Ihre Aufgabe:
Geben Sie den Textauszug über die CCM3-Inaktivierung in humanen Endothelzellen vollständig und wortgetreu wieder.

Textauszug:
_ _ _ _ _

In humanen Endothelzellen führte die CRISPR/Cas9-vermittelte CCM3-Inaktivierung zu veränderten endothelialen Eigenschaften, welche die Morphologie, die Apoptoseinduktion, die Stabilität kapillarähnlicher Strukturen sowie die Sphäroidorganisation umfassen. Zudem kam es zu einer vermehrten Aktin-Stressfaserbildung. Auf molekularer Ebene war eine veränderte Expression von Genen zu beobachten, deren Produkte eine Rolle in der Regulation von Zellverbindungen, der Zellmembran oder der extrazellulären Matrix spielen. Insbesondere das unter Basalbedingungen stark in Endothelzellen exprimierte Fibronektin war signifikant herunterreguliert. Die Zugabe exogenen Fibronektins konnte die Zellmorphologie, die Sphäroidorganisation und die kortikale Anordnung des Aktin-Zytoskelettes normalisieren. Da auch nach CRISPR/Cas9-induzierter Inaktivierung von CCM1 und CCM2 diese Effekte beobachtet werden konnten, deuten diese Ergebnisse darauf hin, dass der Aufbau einer intakten fibronektinhaltigen endothelialen Matrix von der Funktionalität der CCM-Proteine abhängt. Künftige Studien werden die Modulation der gestörten endothelialen Apoptoseinduktion als neuen Ansatz zur Identifizierung medikamentöser Therapieoptionen adressieren.

_ _ _ _ _

Zu analysierende Daten:
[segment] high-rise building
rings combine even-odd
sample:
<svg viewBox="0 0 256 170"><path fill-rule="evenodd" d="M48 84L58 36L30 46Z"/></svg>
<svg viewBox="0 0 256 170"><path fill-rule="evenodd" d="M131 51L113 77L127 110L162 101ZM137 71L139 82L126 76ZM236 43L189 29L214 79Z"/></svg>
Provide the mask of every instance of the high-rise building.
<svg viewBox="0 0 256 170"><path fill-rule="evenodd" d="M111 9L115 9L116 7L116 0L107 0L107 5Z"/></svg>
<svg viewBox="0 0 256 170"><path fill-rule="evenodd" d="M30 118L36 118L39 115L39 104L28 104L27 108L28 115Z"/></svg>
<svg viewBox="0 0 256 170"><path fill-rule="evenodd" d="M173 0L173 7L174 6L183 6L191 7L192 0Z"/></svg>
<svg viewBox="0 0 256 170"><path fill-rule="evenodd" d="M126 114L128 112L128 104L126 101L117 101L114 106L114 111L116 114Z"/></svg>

_ _ _ _ _

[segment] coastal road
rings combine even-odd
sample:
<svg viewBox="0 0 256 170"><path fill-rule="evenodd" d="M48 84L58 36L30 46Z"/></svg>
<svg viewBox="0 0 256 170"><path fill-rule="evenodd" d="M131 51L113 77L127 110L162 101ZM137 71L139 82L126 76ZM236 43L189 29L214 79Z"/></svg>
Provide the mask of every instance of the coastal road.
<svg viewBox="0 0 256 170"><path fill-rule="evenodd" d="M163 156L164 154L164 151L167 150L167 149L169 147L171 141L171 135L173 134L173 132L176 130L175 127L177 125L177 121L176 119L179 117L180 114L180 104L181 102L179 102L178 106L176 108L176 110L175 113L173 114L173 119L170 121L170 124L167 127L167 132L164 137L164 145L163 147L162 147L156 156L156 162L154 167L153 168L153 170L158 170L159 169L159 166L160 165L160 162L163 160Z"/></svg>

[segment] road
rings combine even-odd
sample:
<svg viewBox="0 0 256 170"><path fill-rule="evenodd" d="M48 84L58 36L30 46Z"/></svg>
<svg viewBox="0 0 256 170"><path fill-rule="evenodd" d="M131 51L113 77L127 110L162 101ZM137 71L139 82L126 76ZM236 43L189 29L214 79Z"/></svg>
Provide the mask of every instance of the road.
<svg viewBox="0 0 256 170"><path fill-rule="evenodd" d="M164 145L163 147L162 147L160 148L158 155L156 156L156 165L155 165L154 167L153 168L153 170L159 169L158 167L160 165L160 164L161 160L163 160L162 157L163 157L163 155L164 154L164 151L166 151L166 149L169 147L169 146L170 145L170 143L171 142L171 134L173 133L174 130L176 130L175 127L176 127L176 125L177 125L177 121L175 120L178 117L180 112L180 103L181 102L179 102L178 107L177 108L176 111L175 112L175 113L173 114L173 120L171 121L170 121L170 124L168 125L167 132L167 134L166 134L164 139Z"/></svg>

_ _ _ _ _

Nachfolgende Ausgabe:
In humanen Endothelzellen führte die CRISPR/Cas9-vermittelte CCM3-Inaktivierung zu veränderten endothelialen Eigenschaften, welche die Morphologie, die Apoptoseinduktion, die Stabilität kapillarähnlicher Strukturen sowie die Sphäroidorganisation umfassen. Zudem kam es zu einer vermehrten Aktin-Stressfaserbildung. Auf molekularer Ebene war eine veränderte Expression von Genen zu beobachten, deren Produkte eine Rolle in der Regulation von Zellverbindungen, der Zellmembran oder der extrazellulären Matrix spielen. Insbesondere das unter Basalbedingungen stark in Endothelzellen exprimierte Fibronektin war signifikant herunterreguliert. Die Zugabe exogenen Fibronektins konnte die Zellmorphologie, die Sphäroidorganisation und die kortikale Anordnung des Aktin-Zytoskelettes normalisieren. Da auch nach CRISPR/Cas9-induzierter Inaktivierung von CCM1 und CCM2 diese Effekte beobachtet werden konnten, deuten diese Ergebnisse darauf hin, dass der Aufbau einer intakten fibronektinhaltigen endothelialen Matrix von der Funktionalität der CCM-Proteine abhängt. Künftige Studien werden die Modulation der gestörten endothelialen Apoptoseinduktion als neuen Ansatz zur Identifizierung medikamentöser Therapieoptionen adressieren.